TEXTE DU DOCUMENT:

::::

Ras-le-bol ou, plutôt, ras-la-benne qu'ils en ont les éboueurs parisiens qui, depuis ce mardi 17 novembre, se sont lancés dans un mouvement de grève reconductible.
Faire respecter le protocole sanitaire
« Tout ça s'est agglutiné depuis des mois et aujourd'hui, ce n'est plus possible. On ne s'en sort plus », justifie Régis Vieceli, secrétaire général de la CGT de la filière traitement des déchets, nettoiement, eau, égouts et assainissement qui regroupe éboueurs et égoutiers de la Ville de Paris.
Les raisons de cette colère longtemps renfermée sont nombreuses. « On s'est battu pendant le confinement pour faire respecter le protocole sanitaire et aujourd'hui, parce que ce n'est pas un “vrai” confinement, ce protocole n'est plus de rigueur. Les chefs nous disent d'aller au charbon et négligent les décalages horaires pour les entrées en service, le respect des jauges de personnels dans les ateliers ou la nécessité d'avoir des équipements de protection individuelle adéquats », explique le responsable syndical d'autant plus outré contre ces mauvaises conditions sanitaires qu'« un rapport dissimulé depuis onze ans montre que dans nos ateliers de maintenance, qui sont en souterrain, la plupart des ventilations dysfonctionnent ou ne fonctionnent plus ! »
Face à des droits à la baisse
La « gestion » de cette deuxième vague sanitaire n'est cependant pas la seule source d'exaspération. « Alors qu'on était en train de négocier nos grilles indicielles et nos déroulements de carrière fin 2019, on s'est lancé dans la bagarre contre la réforme des retraites et derrière, il y a eu le confinement.La ville nous dit aujourd'hui qu'elle ne reprendra pas les négociations. Pire. Anne Hidalgo (maire de Paris, ndlr) annonce des baisses dans les promotions pour tous les agents sur les trois ans à venir », précise Régis, qui remarque également que « la prime de 35 € par jour de travail mise en place pendant le premier confinement a disparu pendant le deuxième ».
Et ce n'est pas fini. Car, alors que le marché de la collecte des déchets devrait être rediscuté l'année prochaine, le budget prévisionnel pour les effectifs de 2021 est déjà arrivé. « On nous propose en tout et pour tout cinq postes d'éboueurs supplémentaires ! Ce n'est pas avec cinq postes que l'on va “remunicipaliser” le service. On risque plutôt d'aller vers une privatisation », craint le syndicaliste. D'autant qu'entre temps, « il y a eu 30 % de surface de trottoirs supplémentaires, 20 000 arbres plantés pendant la dernière mandature ». Bref, du travail, beaucoup de travail en plus.

::::

TRAVAIL À FAIRE:
**A)** Dans l'article sur la grève des éboueurs parisiens, depuis quel jour le mouvement de grève reconductible a-t-il commencé ?
**B)** Expliquez, d'après l'article sur la grève des éboueurs parisiens, pourquoi Régis Vieceli craint une privatisation du service de collecte.

::::

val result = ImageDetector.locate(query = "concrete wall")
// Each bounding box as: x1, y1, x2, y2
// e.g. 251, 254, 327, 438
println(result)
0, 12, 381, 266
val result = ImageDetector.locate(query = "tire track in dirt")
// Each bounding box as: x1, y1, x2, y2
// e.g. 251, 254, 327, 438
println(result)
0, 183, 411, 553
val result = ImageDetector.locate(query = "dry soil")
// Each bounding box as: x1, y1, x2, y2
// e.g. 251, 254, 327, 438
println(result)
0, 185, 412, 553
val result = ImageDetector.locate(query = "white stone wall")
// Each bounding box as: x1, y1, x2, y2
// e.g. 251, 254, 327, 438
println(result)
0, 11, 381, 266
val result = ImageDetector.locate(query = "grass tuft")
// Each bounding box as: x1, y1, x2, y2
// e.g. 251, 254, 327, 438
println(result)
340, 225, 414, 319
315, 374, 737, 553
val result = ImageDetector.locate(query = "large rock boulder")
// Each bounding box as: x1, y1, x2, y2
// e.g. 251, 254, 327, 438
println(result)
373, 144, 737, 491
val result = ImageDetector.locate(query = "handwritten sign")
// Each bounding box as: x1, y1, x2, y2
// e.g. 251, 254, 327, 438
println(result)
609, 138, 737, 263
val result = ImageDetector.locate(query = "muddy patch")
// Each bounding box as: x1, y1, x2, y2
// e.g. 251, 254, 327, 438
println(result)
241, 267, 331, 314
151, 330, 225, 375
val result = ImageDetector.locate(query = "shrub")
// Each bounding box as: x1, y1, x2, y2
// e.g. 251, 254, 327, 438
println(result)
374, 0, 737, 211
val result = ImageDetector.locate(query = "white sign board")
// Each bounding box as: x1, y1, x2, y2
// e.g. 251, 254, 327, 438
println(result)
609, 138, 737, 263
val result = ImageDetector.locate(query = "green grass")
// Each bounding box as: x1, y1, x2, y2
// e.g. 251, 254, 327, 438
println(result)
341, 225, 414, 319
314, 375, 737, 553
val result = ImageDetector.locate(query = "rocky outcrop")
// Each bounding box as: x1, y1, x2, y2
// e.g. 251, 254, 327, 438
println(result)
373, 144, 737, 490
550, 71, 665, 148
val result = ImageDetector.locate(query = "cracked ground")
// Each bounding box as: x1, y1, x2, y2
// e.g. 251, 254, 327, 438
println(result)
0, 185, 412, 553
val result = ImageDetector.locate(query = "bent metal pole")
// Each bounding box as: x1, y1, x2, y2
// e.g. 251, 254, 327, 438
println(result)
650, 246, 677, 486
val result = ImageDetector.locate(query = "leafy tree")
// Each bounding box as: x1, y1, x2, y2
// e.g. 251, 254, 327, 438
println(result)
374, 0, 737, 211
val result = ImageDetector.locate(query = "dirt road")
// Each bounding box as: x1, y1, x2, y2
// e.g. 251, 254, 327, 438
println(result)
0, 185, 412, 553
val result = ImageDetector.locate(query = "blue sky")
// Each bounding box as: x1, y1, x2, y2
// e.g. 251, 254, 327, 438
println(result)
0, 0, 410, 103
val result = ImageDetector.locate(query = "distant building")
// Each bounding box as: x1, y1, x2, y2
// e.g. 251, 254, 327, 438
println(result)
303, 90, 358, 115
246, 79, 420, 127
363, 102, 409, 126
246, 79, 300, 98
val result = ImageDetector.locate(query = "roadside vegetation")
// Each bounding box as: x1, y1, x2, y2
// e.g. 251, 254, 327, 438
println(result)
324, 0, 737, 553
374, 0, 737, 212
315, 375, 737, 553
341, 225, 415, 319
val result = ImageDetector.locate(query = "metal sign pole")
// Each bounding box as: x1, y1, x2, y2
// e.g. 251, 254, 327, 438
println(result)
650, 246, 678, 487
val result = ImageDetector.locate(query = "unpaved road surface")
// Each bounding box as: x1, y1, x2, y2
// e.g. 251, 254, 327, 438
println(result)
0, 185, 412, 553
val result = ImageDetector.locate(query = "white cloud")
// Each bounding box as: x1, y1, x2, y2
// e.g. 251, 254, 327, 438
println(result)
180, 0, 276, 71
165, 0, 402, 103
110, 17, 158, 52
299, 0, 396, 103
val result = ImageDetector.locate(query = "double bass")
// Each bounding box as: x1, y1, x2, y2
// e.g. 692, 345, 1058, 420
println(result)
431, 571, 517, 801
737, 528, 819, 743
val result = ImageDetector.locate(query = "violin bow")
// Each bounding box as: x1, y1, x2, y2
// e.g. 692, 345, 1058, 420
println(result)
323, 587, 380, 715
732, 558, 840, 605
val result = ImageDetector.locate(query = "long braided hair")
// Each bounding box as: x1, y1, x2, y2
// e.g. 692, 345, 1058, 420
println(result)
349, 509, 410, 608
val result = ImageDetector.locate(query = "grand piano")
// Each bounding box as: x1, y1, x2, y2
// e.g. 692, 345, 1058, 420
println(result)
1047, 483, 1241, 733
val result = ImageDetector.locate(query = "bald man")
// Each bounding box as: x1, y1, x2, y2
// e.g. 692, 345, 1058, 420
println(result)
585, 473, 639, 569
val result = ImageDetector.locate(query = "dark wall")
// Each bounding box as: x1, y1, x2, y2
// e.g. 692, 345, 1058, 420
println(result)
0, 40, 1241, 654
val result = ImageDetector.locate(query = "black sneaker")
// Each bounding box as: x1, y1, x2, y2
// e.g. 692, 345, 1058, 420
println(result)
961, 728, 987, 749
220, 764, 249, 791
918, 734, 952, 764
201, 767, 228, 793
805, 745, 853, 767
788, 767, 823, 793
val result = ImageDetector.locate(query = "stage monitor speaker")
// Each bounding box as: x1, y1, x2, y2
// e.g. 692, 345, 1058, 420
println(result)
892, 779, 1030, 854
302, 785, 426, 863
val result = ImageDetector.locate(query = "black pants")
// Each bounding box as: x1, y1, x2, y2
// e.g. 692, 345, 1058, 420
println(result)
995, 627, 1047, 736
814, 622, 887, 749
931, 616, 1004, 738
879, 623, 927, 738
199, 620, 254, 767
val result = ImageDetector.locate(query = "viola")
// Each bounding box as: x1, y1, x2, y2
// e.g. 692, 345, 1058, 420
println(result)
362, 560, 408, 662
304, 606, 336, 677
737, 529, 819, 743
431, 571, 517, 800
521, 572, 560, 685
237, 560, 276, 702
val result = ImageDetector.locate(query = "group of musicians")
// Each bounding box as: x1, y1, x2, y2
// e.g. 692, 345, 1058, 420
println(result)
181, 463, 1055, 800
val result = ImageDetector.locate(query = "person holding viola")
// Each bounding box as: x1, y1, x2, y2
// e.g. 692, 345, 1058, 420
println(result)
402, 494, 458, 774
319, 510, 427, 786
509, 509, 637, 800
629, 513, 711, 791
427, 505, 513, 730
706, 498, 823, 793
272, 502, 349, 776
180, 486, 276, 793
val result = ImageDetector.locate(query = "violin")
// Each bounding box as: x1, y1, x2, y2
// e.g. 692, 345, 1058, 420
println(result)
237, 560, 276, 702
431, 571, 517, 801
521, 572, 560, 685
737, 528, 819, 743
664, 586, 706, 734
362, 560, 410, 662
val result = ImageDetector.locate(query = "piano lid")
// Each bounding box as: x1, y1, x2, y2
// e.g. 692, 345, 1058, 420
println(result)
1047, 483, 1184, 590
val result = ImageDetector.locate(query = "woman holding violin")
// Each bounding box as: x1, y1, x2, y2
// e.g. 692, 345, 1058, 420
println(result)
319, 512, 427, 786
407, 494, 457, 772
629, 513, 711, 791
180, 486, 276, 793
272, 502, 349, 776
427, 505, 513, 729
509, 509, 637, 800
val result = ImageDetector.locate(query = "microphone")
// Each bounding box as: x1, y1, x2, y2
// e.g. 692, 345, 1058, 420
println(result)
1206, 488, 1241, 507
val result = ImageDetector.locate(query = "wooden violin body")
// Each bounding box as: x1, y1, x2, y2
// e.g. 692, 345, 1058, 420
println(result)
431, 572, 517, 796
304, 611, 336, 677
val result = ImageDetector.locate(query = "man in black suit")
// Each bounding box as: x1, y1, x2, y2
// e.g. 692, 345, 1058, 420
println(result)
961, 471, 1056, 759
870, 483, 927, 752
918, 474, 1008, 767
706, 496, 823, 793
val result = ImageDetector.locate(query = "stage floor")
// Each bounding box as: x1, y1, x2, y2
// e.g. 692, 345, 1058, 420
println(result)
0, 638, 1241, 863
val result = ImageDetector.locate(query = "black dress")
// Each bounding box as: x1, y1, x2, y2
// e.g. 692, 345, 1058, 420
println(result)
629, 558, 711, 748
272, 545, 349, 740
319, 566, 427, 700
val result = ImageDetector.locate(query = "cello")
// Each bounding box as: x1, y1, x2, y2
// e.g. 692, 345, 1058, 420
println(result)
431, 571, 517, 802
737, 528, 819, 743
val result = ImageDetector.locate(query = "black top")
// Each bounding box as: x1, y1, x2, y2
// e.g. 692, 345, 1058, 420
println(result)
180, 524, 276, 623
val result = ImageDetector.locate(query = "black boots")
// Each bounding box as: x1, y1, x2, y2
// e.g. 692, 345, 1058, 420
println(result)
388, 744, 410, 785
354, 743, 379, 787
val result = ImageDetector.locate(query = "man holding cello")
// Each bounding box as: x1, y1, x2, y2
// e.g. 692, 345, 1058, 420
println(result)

::::

CORRIGÉ DES EXERCICES:
**A)** Depuis le mardi 17 novembre.

**B)** Le budget prévisionnel des effectifs de 2021 ne propose que cinq postes d'éboueurs supplémentaires, ce qui, selon lui, ne permettra pas de « remunicipaliser » le service. La charge de travail a pourtant augmenté, avec 30 % de surface de trottoirs supplémentaires et 20 000 arbres plantés pendant la dernière mandature.